--- START ---

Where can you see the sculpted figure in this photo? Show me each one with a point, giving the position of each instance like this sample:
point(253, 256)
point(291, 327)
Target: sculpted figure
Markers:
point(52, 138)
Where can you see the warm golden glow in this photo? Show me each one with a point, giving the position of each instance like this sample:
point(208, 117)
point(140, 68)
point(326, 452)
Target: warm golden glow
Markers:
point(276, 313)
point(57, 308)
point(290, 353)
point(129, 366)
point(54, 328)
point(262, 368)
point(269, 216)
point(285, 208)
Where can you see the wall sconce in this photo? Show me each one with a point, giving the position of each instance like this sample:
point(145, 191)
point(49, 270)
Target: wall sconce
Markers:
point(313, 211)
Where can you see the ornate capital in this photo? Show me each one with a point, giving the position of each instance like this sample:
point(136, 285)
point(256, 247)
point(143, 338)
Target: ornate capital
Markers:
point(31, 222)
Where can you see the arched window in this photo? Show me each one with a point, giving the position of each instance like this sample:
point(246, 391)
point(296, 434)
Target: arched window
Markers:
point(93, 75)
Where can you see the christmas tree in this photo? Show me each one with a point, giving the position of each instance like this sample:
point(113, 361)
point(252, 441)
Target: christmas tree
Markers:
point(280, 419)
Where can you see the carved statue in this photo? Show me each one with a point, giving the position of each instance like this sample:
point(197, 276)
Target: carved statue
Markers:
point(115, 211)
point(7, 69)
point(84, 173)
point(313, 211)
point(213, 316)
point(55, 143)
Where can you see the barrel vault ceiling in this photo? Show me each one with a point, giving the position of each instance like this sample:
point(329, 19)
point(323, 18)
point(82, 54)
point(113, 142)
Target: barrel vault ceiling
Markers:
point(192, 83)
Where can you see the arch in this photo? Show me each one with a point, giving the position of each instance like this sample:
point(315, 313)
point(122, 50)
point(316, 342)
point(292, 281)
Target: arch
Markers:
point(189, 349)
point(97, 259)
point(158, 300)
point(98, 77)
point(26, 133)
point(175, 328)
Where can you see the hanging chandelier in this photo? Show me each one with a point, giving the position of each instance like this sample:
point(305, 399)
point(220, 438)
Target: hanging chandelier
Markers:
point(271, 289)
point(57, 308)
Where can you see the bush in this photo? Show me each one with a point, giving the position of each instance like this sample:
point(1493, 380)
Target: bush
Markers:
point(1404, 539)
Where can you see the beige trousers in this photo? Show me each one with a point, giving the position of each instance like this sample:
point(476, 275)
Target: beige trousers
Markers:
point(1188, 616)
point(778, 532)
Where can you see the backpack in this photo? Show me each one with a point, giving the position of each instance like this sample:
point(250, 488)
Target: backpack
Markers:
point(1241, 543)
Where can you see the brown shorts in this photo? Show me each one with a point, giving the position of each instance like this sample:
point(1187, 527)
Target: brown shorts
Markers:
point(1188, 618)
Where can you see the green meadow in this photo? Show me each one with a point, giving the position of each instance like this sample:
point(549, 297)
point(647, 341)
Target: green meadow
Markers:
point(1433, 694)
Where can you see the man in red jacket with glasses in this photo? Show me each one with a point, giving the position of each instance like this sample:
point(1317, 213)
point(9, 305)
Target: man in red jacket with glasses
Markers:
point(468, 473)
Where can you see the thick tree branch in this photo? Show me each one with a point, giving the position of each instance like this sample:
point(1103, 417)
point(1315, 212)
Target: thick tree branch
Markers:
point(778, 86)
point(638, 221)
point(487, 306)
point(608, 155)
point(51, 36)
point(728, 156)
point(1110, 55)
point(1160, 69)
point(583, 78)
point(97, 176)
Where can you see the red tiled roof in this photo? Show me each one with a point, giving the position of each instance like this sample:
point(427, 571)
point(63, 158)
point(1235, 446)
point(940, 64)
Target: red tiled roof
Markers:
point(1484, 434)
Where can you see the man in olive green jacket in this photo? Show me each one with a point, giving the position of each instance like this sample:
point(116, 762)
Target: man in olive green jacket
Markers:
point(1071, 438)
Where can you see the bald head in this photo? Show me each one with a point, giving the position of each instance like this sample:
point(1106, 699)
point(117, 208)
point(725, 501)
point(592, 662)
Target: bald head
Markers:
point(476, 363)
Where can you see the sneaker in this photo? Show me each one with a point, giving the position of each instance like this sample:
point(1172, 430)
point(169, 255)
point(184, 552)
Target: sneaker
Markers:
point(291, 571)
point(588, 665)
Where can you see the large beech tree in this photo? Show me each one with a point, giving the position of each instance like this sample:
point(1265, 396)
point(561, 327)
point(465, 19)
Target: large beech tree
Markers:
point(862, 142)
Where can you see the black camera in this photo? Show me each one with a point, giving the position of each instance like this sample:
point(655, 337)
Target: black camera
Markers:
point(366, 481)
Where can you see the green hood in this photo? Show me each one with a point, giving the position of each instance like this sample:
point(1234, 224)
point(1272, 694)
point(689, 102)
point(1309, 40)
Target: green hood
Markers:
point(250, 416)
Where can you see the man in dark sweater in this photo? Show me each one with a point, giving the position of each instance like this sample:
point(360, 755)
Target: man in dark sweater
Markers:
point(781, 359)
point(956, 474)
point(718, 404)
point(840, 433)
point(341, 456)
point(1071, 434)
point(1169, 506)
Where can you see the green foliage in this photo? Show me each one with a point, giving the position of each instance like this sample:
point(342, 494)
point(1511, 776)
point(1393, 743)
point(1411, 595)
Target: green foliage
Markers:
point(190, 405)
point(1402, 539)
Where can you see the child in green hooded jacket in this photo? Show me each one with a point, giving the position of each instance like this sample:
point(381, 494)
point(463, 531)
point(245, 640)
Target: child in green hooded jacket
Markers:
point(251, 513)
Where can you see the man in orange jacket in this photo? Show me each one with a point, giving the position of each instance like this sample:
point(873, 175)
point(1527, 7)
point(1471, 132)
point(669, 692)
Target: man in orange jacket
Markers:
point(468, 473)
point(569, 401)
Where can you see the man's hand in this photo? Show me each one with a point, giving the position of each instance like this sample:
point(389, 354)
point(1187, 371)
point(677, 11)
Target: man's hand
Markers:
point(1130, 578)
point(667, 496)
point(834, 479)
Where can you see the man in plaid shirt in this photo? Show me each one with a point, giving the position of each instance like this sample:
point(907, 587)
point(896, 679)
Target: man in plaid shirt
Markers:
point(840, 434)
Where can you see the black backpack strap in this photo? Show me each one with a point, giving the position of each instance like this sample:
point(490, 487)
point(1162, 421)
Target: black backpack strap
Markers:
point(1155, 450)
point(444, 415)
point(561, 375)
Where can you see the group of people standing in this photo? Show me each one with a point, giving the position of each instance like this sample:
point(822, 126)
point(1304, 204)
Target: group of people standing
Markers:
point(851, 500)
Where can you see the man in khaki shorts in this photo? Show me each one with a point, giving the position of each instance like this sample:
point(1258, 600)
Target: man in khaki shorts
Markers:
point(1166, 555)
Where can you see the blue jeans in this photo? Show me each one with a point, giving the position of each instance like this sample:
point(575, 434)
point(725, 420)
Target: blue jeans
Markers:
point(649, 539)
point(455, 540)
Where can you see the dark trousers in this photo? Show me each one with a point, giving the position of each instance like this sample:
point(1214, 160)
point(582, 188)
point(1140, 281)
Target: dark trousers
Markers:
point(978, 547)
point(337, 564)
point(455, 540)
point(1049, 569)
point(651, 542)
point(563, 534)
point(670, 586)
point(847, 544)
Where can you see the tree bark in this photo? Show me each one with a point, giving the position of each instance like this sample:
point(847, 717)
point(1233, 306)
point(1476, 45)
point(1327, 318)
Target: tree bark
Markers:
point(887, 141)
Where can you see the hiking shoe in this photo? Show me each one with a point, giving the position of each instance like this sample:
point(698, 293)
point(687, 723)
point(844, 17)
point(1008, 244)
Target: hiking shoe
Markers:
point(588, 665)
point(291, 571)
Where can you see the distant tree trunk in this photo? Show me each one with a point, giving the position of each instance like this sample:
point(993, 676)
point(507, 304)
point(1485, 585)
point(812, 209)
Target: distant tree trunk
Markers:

--- END ---

**What is asked**
Copy out, line for line and unchanged, the part of the material that opens with the line containing "Where can you see the man in red" and closes with the line containing "point(476, 363)", both of those lines included.

**Complete output**
Where can you see the man in red jacket with glasses in this photo? Show me each one with a point, giving the position of each instance like this sample:
point(1317, 213)
point(9, 305)
Target: man in red jacket with glasses
Markers:
point(468, 473)
Where can you see the thick tree branch in this photo? Show me each one with a point, giving the position of each instance like this sample:
point(1103, 417)
point(1315, 212)
Target: thick tree branch
Markers:
point(778, 86)
point(638, 221)
point(487, 306)
point(608, 155)
point(51, 36)
point(728, 156)
point(1110, 55)
point(1160, 69)
point(583, 78)
point(97, 176)
Where can you see the red tiled roof in this photo? Show me each one with a point, giving the position of each instance like this sample:
point(427, 571)
point(63, 158)
point(1235, 446)
point(940, 64)
Target: red tiled roof
Markers:
point(1484, 434)
Where can you see the man in olive green jacket in this photo? Show me each one with a point, giving the position of each instance like this sample:
point(116, 762)
Target: man in olive green jacket
Markers:
point(1071, 438)
Where can you see the bald head in this photo? Show me each one with a point, giving the position of each instance like this sample:
point(1106, 699)
point(117, 208)
point(725, 501)
point(592, 662)
Target: bald head
Markers:
point(476, 363)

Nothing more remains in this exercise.